Write back every line of the listing exactly, excluding images.

----

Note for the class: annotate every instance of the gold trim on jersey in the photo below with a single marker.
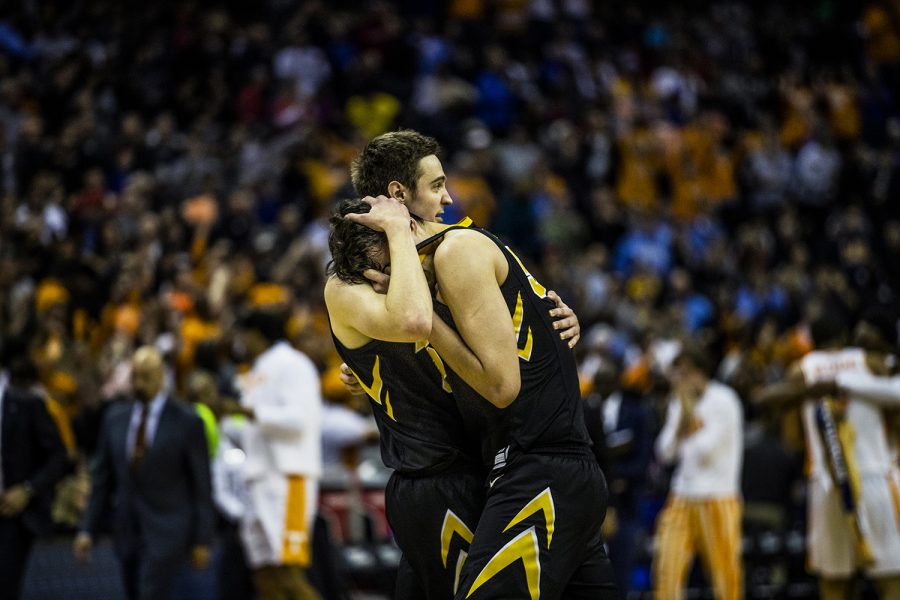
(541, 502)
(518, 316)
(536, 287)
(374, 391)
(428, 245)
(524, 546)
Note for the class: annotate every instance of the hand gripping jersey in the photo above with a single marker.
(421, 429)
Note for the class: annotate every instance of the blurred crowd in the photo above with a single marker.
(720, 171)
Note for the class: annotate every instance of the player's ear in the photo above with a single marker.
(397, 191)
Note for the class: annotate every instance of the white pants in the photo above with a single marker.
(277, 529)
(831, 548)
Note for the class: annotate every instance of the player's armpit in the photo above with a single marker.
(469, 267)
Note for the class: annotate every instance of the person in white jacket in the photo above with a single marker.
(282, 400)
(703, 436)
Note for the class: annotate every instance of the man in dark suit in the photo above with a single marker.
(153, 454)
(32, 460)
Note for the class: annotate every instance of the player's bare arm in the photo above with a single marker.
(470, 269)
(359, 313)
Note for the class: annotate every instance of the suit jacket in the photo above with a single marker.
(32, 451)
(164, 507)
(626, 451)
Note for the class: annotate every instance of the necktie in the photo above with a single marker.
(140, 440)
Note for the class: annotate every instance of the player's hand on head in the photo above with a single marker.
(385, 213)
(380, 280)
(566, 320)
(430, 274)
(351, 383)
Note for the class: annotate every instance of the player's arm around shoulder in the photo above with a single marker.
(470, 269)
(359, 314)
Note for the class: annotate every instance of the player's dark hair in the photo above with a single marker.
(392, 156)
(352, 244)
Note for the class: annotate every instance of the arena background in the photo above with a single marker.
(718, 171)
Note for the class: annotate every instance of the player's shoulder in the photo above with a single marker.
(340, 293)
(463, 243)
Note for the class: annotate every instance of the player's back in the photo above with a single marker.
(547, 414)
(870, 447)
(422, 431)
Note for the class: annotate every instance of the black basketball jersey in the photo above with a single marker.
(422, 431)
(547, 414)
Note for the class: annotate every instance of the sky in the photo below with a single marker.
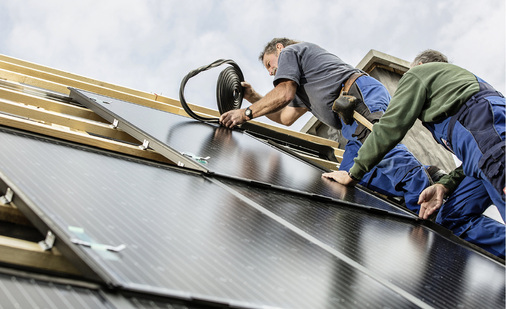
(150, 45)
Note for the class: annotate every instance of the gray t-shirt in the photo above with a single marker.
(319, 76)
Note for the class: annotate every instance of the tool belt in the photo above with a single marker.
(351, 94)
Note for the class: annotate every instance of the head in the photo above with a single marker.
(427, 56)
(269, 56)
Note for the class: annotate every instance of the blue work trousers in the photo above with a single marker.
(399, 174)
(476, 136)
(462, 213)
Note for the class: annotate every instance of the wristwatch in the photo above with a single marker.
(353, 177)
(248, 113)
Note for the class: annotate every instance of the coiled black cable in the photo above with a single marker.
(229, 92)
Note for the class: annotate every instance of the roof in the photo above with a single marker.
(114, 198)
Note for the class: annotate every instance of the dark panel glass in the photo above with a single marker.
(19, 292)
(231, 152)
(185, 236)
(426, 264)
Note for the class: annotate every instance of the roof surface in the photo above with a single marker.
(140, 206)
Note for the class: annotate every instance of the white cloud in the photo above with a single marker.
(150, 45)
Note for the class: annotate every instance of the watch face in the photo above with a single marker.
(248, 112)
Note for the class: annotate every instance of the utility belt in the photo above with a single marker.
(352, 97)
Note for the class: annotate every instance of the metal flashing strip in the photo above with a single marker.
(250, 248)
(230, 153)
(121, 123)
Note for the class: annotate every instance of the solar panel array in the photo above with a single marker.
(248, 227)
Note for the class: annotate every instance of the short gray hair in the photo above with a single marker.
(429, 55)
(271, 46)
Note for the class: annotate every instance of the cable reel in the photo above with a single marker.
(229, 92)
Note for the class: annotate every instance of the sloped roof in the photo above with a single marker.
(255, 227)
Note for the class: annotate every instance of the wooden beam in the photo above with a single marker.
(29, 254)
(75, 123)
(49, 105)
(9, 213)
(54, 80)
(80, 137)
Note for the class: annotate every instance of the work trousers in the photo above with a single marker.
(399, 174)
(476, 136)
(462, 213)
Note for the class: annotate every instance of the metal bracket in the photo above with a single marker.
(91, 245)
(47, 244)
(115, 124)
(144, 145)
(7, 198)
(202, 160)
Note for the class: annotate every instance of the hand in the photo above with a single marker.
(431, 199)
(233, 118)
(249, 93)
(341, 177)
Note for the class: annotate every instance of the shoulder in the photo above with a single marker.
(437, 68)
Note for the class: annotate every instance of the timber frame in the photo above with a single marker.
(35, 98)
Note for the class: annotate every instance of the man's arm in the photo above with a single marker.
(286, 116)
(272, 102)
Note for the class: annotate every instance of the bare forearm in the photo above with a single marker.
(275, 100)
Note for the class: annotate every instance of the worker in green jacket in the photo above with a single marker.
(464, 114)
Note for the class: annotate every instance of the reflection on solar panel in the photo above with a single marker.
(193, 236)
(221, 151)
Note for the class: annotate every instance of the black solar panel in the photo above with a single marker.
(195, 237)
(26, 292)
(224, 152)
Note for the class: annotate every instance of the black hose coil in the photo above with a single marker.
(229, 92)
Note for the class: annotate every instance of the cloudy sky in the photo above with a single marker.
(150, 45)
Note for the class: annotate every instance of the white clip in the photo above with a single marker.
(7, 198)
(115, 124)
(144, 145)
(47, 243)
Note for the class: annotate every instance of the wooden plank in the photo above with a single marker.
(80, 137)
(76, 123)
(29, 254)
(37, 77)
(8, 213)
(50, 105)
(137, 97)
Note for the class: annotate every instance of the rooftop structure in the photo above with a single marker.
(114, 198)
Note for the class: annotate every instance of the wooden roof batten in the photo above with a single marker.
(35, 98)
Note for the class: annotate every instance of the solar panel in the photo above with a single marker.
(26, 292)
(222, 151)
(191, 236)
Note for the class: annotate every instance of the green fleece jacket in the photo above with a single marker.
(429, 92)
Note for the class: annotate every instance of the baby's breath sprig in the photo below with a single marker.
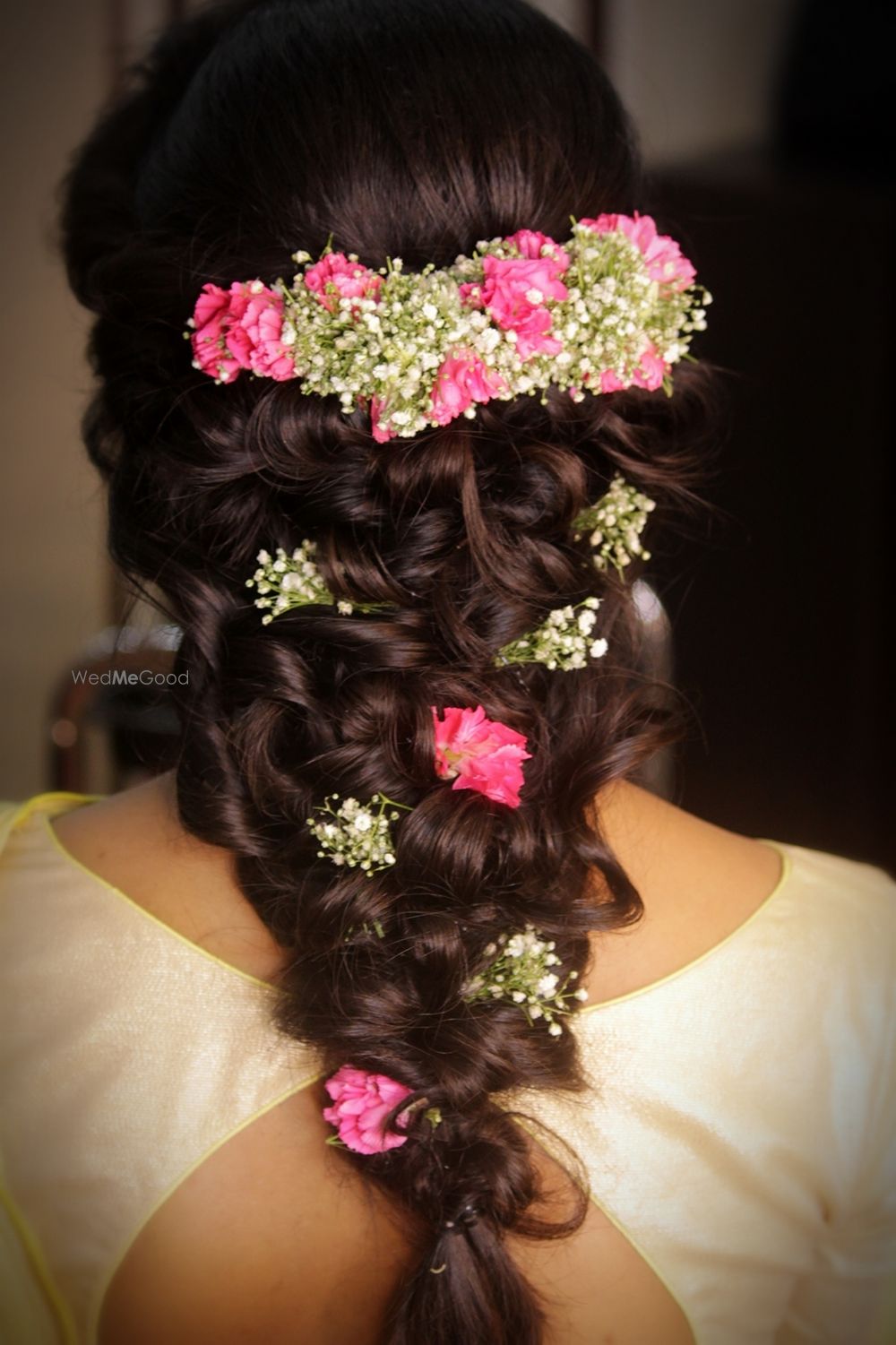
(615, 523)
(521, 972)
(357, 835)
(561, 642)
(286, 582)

----

◆ REPLY
Note for the class: annotate every instance of the gold trim on jersey in the photo below with a single marker.
(541, 502)
(518, 316)
(536, 287)
(374, 391)
(428, 245)
(524, 546)
Note for the class: annotate every instance of the hand gripping jersey in the photo above with a single marker.
(421, 429)
Note for the class: annotate every instance of the blurred crowd in the photo above with a single marker.
(720, 171)
Note for the class: annotate every instance of the player's ear in the photo above with a single marker.
(397, 191)
Note for the class: annotate every instance of the white pants in the photo above with a single marker.
(277, 529)
(831, 548)
Note for the class: annotate every instance of the player's armpit in the photo above with a single marker.
(469, 267)
Note for the class: annotate every instance of the person in white jacket in the photo above with a single marker.
(282, 400)
(703, 436)
Note for the class: annotate every instance of the man in dark suit in the photo above with a single marker.
(153, 454)
(32, 460)
Note for the class: annotate every instance of the player's bare arm in the photo above with a single marker.
(470, 269)
(359, 313)
Note for the class: annotate every instance of the suit jacket in the photo above with a single marker.
(32, 451)
(164, 507)
(626, 451)
Note for the class: annotate every instance of the necktie in the photo above with a single marker.
(140, 440)
Note for the class: annotate every instance of the player's hand on head in the photo above with a single marker.
(385, 213)
(380, 280)
(566, 320)
(430, 274)
(351, 383)
Note for the class: annotate every instance of the player's arm around shoulder in the photo above with a single marker.
(470, 269)
(359, 314)
Note for the class: annotate every instance of the player's dark hair in the photo above with a single marker.
(392, 156)
(352, 244)
Note for the class: annotate every instance of the arena background in the photo above with a single marker.
(718, 171)
Note for the class: annotate every instance of the player's shoulder in the photo above with a single marker.
(340, 293)
(463, 243)
Note for the class: annotate every instance of the player's back in the photo above with a single marker.
(547, 414)
(870, 447)
(422, 431)
Note for the class: annotate every instance of the black basketball jersey in the photo above with a single marker.
(422, 431)
(547, 414)
Note for the class: annotate every instance of the sky in the photo below with a single marker.
(150, 45)
Note for the class: annotate every instance of the gray t-shirt in the photo above with a single marker.
(319, 76)
Note for the class: annotate every instance of the tool belt in the photo above with a single marker.
(351, 94)
Note for the class: annotate every instance of the head in the photo above with a single marker.
(427, 56)
(269, 56)
Note for the class: annotate every instance of the blue work trousers in the photo above with a single marker.
(399, 174)
(476, 136)
(462, 213)
Note for the class: annotate every instance of the wristwatch in the photo above with a single marker.
(353, 177)
(248, 113)
Note for the class: annotate every instance of the coiled black cable in the photo above with a single marker.
(229, 92)
Note for the class: annotate every instance of the roof in the photo above with a single marker.
(114, 198)
Note for the class: annotate every instance of the dark panel glass in the photo above with a single marker.
(19, 292)
(231, 152)
(185, 236)
(426, 264)
Note for the class: annotate every instance of the roof surface in the photo above with a single marker.
(140, 206)
Note for the class: annotate every instance of the white cloud in the photo above with a single marker.
(150, 45)
Note for the class: annotate every instance of the watch face in the photo above with a single marker.
(248, 112)
Note for the class: annotate every instance of the utility belt in the photo above with a single marker.
(352, 97)
Note for the class: annotate every instance of the metal flashing strip in the photo above with a single marker.
(250, 248)
(230, 153)
(121, 123)
Note for the class: annotate every instance of the solar panel array in the photo above with a single marker.
(248, 227)
Note for the class: annotate every instance of the short gray hair in the photo above with a single marker.
(429, 55)
(271, 46)
Note for the class: annotate every instance of the cable reel in the photo above with a single marker.
(229, 92)
Note for the class: annotate every instance of the sloped roof in the photo above with a single marker.
(255, 227)
Note for the class: annotate every instance of the wooden beam in the photo above with a single marker.
(29, 254)
(75, 123)
(49, 105)
(9, 213)
(54, 80)
(80, 137)
Note for the class: annotate every instance of the work trousers in the photo above with a single marker.
(399, 174)
(476, 136)
(462, 213)
Note for the class: annotate every instance of the metal bracket in the photo above with a single marker.
(91, 245)
(47, 244)
(115, 124)
(144, 145)
(7, 198)
(202, 160)
Note for the class: annotate every instance of the hand in the photo above with a single marker.
(431, 199)
(233, 118)
(249, 93)
(341, 177)
Note for the class: annotate every instance of the shoulder in the photo above with a single marker.
(437, 68)
Note for the class: annotate every instance of the timber frame in the photo above with a single marker.
(35, 98)
Note for the class: annotate every instance of the man's arm in the photo above with a single marker.
(286, 116)
(272, 102)
Note for the class: annotate every instance of the bare forearm in the photo above with a single marker.
(275, 100)
Note for the class: annotate every instance of the worker in green jacket in the photo above with a single marker.
(464, 114)
Note for the class: annotate every instance of the reflection on solar panel in the photo above with a single marker.
(193, 236)
(221, 151)
Note for the class: annotate every instance of the black solar panel in the photo above with a single marker.
(195, 237)
(26, 292)
(224, 152)
Note for the class: annotate every instance of the black hose coil in the photo above with a single marker.
(229, 92)
Note for the class: annotate every instance of the cloudy sky in the photo above with a single marker.
(150, 45)
Note for the class: annotate every instance of the white clip in the photo above with a single marker.
(7, 198)
(115, 124)
(144, 145)
(47, 243)
Note for the class: annotate every instance of the wooden plank in the photo above with a single marker.
(80, 137)
(76, 123)
(29, 254)
(37, 77)
(8, 213)
(50, 105)
(137, 97)
Note for the class: annotate every instance of the rooftop structure in the photo above with a single marker.
(114, 198)
Note for the class: annotate every instance of the wooden roof batten in the photo above with a single marker.
(35, 98)
Note for the class: annotate every instance of the solar panel in the photo above with a single marker.
(26, 292)
(222, 151)
(191, 236)
Note for the class: annotate every instance of the green fleece jacket in the photo above with a single marker.
(429, 92)
Note for the class: annotate every instance of the baby's breath sprig in the photo below with a single marker.
(615, 523)
(521, 972)
(357, 835)
(561, 642)
(286, 582)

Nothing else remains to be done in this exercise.